Tante supposizioni che hanno scandito gli anni della sua latitanza e, invece, la Primula Rossa era a ‘casa’. Montone griffato, cappellino di lana in testa e al polso un Franck Muller da 35mila euro, il boss è stato catturato mentre era in una delle cliniche private più note di Palermo.
Chi è la primula rossa di Cosa nostra?
Macchine costose, ristoranti alla moda, abiti griffati e collezionista di raffinati oggetti d’arte. Matteo Messina Denaro, implacabile playboy con i Ray Ban, le camicie griffate e il Rolex al polso, aveva un debole per le belle donne e per il lusso. Il suo era un ritratto lontano dall’immagine del contadino semi-analfabeta di Castelvetrano che si è fatto strada fino ad accumulare una fortuna che si sospetta immensa. Un impero miliardario che gli inquirenti hanno cercato di smontare pezzo per pezzo, lasciandolo sempre più solo.
Impossibile ‘contare’ gli omicidi che portano la sua firma. Ammazzare per lui era “semplice”. Una volta fece fuori un albergatore di Triscina, Nicola Consales, che aveva osato lamentarsi per una impiegata viennese che gli era stata imposta e non faceva nulla e per «quei mafiosetti sempre tra i piedi». La viennese era la fidanzata del momento del boss e lui non poteva ignorare l’affronto. Ha anche strangolato con le sue mani Antonella Bonomo, incinta di tre mesi e compagna del boss Vincenzo Milazzo, capo della cosca di Alcamo “giustiziato” dai corleonesi. Era ritenuta una testimone scomoda degli affari di Cosa nostra, conosceva i segreti del compagno. Lui stesso, del resto, si vantava di avere “ucciso tante persone da riempire un camposanto“.

Compiti da svolgere →
(A) Il testo su Messina Denaro conferma o no ciascuna di queste affermazioni? Rispondi sì o no a ognuna e cita tra virgolette le parole del testo che lo stabiliscono.
(i) Il boss è stato catturato in una clinica privata di Palermo.
(ii) Nicola Consales era un albergatore di Alcamo.
(iii) Antonella Bonomo era incinta di tre mesi.
(B) Ricopia dal testo su Messina Denaro il passo che va da «Tante supposizioni che» a «sempre più solo.».

Voci fornite →
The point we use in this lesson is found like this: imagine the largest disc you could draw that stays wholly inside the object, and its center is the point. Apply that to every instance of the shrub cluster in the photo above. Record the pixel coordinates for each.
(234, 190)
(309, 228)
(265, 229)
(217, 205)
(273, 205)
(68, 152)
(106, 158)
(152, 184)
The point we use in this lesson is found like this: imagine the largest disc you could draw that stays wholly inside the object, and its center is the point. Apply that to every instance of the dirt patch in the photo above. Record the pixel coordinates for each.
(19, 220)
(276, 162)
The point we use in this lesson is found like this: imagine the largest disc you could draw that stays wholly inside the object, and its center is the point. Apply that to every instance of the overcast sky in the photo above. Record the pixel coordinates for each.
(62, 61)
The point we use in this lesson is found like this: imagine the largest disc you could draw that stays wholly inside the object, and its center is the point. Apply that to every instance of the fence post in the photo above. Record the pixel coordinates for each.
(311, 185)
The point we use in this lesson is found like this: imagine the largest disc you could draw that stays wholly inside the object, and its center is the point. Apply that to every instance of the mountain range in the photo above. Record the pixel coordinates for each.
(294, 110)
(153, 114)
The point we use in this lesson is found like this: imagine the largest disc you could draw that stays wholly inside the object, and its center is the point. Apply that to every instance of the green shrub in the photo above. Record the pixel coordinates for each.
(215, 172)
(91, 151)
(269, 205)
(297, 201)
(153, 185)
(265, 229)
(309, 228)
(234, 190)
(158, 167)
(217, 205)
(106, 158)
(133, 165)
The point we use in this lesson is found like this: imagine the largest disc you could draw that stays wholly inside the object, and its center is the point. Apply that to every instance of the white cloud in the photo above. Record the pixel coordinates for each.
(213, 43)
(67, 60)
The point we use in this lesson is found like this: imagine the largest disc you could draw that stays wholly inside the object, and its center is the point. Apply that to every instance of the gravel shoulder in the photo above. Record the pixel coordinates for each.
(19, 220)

Le soluzioni →
(A)
(i) Sì: «il boss è stato catturato mentre era in una delle cliniche private più note di Palermo».
(ii) No: «un albergatore di Triscina, Nicola Consales».
(iii) Sì: «Antonella Bonomo, incinta di tre mesi».

(B)
Tante supposizioni che hanno scandito gli anni della sua latitanza e, invece, la Primula Rossa era a ‘casa’. Montone griffato, cappellino di lana in testa e al polso un Franck Muller da 35mila euro, il boss è stato catturato mentre era in una delle cliniche private più note di Palermo.
Chi è la primula rossa di Cosa nostra?
Macchine costose, ristoranti alla moda, abiti griffati e collezionista di raffinati oggetti d’arte. Matteo Messina Denaro, implacabile playboy con i Ray Ban, le camicie griffate e il Rolex al polso, aveva un debole per le belle donne e per il lusso. Il suo era un ritratto lontano dall’immagine del contadino semi-analfabeta di Castelvetrano che si è fatto strada fino ad accumulare una fortuna che si sospetta immensa. Un impero miliardario che gli inquirenti hanno cercato di smontare pezzo per pezzo, lasciandolo sempre più solo.